◆ **Pasaje extraído**:
⟨

En el Museo Británico los visitantes se hacen 'selfies' abrazados, literalmente, a estatuas milenarias

Estrella de Diego
El pasado julio, un grupo de visitantes del Museo del Prado en una sala dedicada a Goya.
El pasado julio, un grupo de visitantes del Museo del Prado en una sala dedicada a Goya.Gorka Lejarcegi

La imagen no podía, desde luego, ser más elocuente: un pobre niño perdía el equilibrio y para no caerse iba a darse de bruces contra un cuadro en un museo de Taiwán, cuadro que además, creo recordar, era un préstamo. "Uy, la que he liado", parecía decir la estupefacta criatura tras ver el destrozo, buscando consuelo alrededor. La cosa no pasó del susto: la familia no tuvo que hacerse cargo del desaguisado, ya que la colección privada tenía un seguro paraguas, incluso para tropiezos de niños que, con algo en la mano con pinta de vaso de refresco —aunque no me hagan caso que eso seguro que es ya paranoia mía—, recobran la estabilidad de un modo tan aparatoso.

La imagen, viral, trajo consigo entonces pocas reflexiones al respecto, más allá de lo pintoresco y del mensaje último y alentador a los visitantes: "Tranquilos, que el seguro lo paga todo". Y es que, en el fondo, nos hubiera podido pasar a cualquiera, sobre todo, porque si visitamos un domingo por la mañana la sala de Goya donde está el retrato de la familia de Carlos IV en el Museo del Prado, metro de Tokio a la hora punta, con visitantes de todo tipo, incluidos los asiáticos con sus mascarillas —y hacen bien porque con ese gentío te coges lo que no tienes—, hay tanto personal que de repente la tensión baja, se desmaya uno y acaba estampado contra el pobre Goya pintando en el rinconcito.

⟩

◆ **Datos de entrada**:
⟨

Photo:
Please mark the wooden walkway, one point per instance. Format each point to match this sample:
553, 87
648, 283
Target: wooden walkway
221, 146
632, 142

⟩

◆ **Tarea 1**:
En el pasaje sobre los visitantes de museos, ¿en qué lugar estaba el museo donde un niño se dio de bruces contra un cuadro?
◆ **Tarea 2**:
Prosigue el pasaje sobre los visitantes de museos a partir de su última oración.

◆ **Respuesta final 1**:
En Taiwán.

◆ **Respuesta final 2**:
En el Museo Británico, por ejemplo —y esto sí que no es delirio paranoico—, los visitantes se hacen selfies abrazados —literalmente— a las estatuas milenarias, en un trajín de idas y venidas inaudito para un templo del saber, contemplada la maniobra por unos vigilantes indiferentes, como si hubieran tirado la toalla. En mi adorada Barcelona, devorada por huéspedes de todo a cien, los viajeros entran al museo en chancletas llenas de arena casi, porque todo se mezcla en el mundo turístico que en un momento como el actual se ha convertido para países como este en fuente de financiación primaria, tal vez porque por cada niño que se cae contra cuadro, hay millones de niños que compran bocadillos y refrescos y gastan en chuches o bolsos de alta gama.

Y no es que me meta con el turismo, sobre todo porque viene el ministro del ramo y me la cargo ahora que todos celebran la marca España en un país que ya es mayoritariamente de servicios, pero estaría bien que esos millones de personas que se mueven por el mundo tuvieran una relación más afectiva con lo que van a visitar. Estaría bien que les guiara la belleza, la curiosidad, el conocimiento y no solo hacerse el selfie con el palo —qué peligro— para subirlo a las redes sociales. De hecho, y aunque sea impopular, me parece que ya no todos somos turistas, como decía Dean MacCannell en su libro seminal de finales de los setenta del XX, El turista. Una nueva teoría de clase ociosa —traducido por la editorial Melusina de Barcelona—. Para él todos caemos en los mismos errores y nadie es superior a nadie a la hora de viajar por las culturales ajenas, si bien la tesis debería ser revisitada hoy. Y no es que me crea superior y quiera que se vaya todo el mundo del museo para poder ver algo. Pero ¿imaginan si al entrar se nos pidiera un certificado que acreditara el interés genuino? Claro que con la guerra de los visitantes lo esencial es que pasen y pasen, incluso en busca del selfie —prohibido en el Prado, menos mal—. ¿Que todos somos turistas? No estoy tan segura. Algunos al menos no nos abrazamos a las estatuas milenarias del British para hacernos una foto. Algo es algo.